DOCUMENT EXTRACT:
start

Pinned & prepped: Salted caramel butter bars
Oh, how I love salted caramel. But wait, I got ahead of myself…
When we got the invite for Nathan’s BYU EMBA graduation party in Park City and it mentioned a dessert bar, I was all over that idea because I’m all over dessert (often literally). Plus I love any excuse to try out a new dessert recipe from my Pinterest “suh-weet!” board. If it has salted caramel in it somewhere, anywhere, even better.
By the way, I love when I come up with a clever name for a Pinterest board. It makes me smile.
So does dessert.
I decided I needed to try these salted caramel butter bars for two reasons: one, the photo made me wish yet again for Wonkavision; and two, the title has both the phrase “salted caramel” and the word “butter.”
How could you not make Eat at Allie’s salted caramel butter bars after seeing THAT photo?
Her photo is definitely better than mine but all I had was my cellphone camera on hand that night. I thought I’d have extra salted caramel bars to bring home so I could take a “real” photo later. Silly me!
I’m not kidding when I say these bars are like crack. On crack. They were the hit of the party. True story: I heard Nathan’s friends telling their friends to try one before they were gone. And a guy who told me he was definitely not a dessert fan polished off his salted caramel butter bar in record time.
The only thing I’ll do differently next time (and there WILL be a next time…probably many next times) is change the ratio of dough on bottom and top. The original recipe calls for 1/3 dough pressed into the pan and 2/3 sprinkled on top. I found this made for way too much topping. In fact, I didn’t even use all the refrigerated dough because I ran out of sprinkling room in the pan. You want some of that ooey, gooey caramel to show! Next time I’ll try 1/2 dough on bottom and 1/2 on top. If that also seems off, I’ll revert to the 1/3 dough pressed into the pan and simply cut back on the topping.
A+ if you followed everything I said in that last paragraph.
Oh! I almost forgot! If you’re doing some serious multitasking while making these salted caramel bars (e.g., packing up your husband and son for a camp-out, doing multiple loads of laundry, freshening up after a long graduation-filled morning) and forget to sprinkle the sea salt on the caramel filling before adding the topping, you can sprinkle it after the final baking and they’ll still taste fabulous. Trust me.
Printable recipe for salted caramel bars below.

end

MATERIAL SHOWN:
start

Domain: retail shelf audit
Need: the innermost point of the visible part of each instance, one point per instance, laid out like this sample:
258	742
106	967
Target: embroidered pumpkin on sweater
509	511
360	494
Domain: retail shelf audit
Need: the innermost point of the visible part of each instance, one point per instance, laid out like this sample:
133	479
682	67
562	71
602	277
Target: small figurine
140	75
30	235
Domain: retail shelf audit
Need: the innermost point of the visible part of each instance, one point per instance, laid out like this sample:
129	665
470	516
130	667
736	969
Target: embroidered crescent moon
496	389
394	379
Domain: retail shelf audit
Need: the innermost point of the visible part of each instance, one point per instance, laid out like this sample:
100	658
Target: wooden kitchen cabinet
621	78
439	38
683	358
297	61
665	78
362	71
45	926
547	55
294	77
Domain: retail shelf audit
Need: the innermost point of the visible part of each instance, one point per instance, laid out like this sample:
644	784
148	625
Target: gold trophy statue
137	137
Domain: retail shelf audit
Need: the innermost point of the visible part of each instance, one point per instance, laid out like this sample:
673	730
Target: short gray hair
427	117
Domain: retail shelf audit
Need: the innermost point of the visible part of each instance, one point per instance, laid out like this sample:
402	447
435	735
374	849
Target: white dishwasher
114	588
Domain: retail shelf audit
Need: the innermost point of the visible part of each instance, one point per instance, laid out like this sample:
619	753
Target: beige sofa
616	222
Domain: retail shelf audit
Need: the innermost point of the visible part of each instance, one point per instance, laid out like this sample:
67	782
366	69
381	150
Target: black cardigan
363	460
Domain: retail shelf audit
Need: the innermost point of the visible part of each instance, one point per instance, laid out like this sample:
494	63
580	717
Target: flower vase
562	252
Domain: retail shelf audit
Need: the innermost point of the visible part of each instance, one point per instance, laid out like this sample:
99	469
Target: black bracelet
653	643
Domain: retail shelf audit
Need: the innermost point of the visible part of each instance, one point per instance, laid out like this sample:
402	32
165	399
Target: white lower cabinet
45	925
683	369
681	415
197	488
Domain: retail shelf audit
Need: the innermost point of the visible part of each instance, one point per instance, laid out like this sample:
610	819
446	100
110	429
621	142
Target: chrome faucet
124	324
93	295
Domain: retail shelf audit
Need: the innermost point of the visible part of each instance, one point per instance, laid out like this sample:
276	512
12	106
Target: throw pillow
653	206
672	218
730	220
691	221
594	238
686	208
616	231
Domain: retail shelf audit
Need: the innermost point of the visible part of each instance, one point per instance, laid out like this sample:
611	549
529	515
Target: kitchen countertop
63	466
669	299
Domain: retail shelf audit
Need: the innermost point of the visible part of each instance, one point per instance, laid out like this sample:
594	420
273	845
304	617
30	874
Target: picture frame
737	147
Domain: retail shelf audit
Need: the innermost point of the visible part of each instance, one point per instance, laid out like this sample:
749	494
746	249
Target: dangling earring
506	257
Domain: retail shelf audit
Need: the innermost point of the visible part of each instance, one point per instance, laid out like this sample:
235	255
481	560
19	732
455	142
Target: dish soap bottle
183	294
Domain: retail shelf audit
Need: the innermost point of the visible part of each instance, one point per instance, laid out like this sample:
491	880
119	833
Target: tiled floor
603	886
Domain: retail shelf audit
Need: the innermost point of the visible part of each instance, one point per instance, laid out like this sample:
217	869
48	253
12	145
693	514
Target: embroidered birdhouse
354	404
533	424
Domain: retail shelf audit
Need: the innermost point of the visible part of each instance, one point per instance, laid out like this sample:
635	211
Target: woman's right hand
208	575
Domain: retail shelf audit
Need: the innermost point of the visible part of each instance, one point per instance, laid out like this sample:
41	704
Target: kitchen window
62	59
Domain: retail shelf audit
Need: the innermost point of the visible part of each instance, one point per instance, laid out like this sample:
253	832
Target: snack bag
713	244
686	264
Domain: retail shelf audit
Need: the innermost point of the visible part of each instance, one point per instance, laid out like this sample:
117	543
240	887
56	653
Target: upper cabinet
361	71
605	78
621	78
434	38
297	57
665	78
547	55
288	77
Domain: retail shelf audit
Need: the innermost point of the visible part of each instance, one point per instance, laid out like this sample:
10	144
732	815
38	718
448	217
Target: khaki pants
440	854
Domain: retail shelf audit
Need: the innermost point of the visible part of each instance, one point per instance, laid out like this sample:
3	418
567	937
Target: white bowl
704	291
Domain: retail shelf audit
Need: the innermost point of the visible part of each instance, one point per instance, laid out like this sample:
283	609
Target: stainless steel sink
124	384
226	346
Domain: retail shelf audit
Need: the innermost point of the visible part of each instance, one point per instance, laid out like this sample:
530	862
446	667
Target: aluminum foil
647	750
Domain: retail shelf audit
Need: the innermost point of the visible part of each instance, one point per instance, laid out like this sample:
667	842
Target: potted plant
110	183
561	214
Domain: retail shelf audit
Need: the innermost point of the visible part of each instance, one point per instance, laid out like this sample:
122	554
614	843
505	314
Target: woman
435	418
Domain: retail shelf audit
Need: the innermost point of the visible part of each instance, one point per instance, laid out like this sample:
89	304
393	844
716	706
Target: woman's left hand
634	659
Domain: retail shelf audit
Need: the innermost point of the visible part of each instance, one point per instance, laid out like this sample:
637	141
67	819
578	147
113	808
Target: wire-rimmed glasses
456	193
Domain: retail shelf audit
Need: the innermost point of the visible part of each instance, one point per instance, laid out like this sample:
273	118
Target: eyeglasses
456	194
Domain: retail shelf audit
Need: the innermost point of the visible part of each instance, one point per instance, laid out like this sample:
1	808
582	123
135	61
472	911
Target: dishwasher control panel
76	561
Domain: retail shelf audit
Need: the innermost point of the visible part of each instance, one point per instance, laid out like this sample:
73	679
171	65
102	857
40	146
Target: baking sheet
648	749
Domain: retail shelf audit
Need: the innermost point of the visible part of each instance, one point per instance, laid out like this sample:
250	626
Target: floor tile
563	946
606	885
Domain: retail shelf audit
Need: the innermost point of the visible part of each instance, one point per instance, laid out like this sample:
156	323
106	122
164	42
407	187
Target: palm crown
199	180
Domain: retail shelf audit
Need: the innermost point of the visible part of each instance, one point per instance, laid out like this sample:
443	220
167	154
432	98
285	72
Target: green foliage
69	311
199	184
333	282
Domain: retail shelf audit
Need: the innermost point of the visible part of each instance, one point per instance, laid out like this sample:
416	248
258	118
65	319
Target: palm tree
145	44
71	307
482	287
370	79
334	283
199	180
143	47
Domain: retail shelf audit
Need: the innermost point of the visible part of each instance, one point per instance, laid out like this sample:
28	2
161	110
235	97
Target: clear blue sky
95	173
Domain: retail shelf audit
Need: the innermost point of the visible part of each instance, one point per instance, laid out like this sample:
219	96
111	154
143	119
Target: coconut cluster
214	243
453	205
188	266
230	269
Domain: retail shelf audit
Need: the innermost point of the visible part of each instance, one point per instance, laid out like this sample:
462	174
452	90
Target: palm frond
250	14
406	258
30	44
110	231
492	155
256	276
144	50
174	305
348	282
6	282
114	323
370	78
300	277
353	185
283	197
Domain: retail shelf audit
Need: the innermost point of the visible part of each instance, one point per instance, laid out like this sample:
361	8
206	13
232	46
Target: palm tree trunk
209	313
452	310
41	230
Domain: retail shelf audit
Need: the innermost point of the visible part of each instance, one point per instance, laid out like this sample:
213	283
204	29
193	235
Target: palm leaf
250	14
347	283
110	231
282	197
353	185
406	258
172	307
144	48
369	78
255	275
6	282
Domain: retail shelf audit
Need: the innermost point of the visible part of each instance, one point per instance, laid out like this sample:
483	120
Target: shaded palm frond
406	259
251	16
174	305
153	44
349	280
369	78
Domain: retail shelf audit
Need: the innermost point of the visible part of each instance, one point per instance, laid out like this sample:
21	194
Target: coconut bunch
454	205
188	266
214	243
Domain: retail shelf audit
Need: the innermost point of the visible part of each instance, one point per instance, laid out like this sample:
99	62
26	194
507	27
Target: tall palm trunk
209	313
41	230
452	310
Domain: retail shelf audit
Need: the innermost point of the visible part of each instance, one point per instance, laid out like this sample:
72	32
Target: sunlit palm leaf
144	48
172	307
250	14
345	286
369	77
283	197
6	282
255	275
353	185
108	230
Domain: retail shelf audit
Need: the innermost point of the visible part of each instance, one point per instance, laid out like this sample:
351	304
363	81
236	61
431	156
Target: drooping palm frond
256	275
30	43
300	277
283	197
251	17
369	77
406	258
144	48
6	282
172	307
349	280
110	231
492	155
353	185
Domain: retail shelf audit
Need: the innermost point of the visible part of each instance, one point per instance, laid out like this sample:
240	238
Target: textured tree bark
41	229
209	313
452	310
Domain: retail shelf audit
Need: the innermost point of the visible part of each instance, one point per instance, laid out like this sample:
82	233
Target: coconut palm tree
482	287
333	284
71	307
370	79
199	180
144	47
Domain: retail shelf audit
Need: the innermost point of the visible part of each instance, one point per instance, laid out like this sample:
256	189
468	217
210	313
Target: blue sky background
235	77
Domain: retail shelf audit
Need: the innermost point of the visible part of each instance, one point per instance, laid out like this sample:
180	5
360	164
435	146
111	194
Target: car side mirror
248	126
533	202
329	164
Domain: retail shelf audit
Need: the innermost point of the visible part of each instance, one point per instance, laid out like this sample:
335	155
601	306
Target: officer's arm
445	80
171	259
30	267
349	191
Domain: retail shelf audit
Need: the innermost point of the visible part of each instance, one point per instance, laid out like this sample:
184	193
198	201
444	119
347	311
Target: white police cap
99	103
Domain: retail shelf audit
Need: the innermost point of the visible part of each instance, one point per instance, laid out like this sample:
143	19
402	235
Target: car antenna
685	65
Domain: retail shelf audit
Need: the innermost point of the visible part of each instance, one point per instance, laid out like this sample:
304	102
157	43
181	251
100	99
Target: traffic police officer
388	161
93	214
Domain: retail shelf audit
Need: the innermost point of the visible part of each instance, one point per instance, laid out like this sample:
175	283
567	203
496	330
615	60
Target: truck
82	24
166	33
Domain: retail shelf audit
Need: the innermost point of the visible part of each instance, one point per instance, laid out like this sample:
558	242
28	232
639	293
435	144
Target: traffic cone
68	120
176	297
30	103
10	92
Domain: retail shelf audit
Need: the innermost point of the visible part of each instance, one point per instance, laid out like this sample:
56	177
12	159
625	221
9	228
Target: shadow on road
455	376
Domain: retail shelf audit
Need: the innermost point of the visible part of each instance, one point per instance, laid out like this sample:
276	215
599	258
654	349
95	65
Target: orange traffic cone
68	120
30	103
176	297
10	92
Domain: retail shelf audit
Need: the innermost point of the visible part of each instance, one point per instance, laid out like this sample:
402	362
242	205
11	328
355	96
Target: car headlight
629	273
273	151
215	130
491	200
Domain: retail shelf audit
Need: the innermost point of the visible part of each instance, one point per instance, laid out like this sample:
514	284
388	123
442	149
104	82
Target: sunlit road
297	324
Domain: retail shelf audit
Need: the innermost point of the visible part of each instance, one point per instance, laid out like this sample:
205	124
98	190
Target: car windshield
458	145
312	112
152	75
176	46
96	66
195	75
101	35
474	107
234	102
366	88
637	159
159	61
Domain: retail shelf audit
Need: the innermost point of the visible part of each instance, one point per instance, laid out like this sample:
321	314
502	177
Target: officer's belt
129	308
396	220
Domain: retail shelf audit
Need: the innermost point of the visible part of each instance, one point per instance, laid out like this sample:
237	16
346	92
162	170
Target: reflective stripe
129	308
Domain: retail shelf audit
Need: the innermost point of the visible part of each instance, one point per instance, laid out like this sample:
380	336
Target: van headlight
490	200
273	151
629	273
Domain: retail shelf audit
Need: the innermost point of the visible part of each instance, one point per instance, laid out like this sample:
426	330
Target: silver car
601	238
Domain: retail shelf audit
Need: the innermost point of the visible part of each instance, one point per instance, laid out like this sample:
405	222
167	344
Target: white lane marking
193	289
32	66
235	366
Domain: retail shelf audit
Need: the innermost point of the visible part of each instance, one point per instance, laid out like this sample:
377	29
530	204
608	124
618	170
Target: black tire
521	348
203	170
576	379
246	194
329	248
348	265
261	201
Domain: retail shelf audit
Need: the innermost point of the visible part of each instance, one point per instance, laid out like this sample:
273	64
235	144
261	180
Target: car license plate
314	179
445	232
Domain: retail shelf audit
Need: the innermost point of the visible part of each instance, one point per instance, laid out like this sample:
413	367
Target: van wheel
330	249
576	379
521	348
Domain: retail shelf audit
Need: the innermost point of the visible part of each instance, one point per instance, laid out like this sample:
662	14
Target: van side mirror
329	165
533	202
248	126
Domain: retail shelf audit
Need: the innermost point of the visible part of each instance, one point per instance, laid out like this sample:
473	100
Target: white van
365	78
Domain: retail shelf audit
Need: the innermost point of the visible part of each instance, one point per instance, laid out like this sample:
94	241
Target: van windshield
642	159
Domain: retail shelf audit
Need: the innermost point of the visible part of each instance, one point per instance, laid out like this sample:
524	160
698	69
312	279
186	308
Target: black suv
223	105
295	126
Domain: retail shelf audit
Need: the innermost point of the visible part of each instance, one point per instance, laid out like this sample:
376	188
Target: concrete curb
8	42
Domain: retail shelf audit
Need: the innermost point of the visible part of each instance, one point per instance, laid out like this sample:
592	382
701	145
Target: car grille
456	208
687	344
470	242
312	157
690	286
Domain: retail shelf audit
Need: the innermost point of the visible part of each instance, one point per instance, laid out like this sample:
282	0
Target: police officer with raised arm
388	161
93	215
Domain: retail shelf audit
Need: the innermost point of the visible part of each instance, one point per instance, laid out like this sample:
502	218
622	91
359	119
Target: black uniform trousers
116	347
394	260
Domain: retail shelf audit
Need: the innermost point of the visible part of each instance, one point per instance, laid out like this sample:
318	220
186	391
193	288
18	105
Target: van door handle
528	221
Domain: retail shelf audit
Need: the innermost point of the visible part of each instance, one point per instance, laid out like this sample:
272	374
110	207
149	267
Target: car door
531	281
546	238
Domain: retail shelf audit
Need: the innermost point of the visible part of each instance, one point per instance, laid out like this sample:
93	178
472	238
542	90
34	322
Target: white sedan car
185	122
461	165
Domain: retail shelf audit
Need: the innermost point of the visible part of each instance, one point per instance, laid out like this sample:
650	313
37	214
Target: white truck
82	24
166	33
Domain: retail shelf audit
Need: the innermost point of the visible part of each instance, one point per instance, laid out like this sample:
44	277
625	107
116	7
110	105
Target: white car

end

PROBLEM:
In the salted caramel butter bars post, what split of dough between bottom and top does the writer plan to try next time?

SOLUTION FOR THIS PROBLEM:
Half the dough on the bottom and half on top.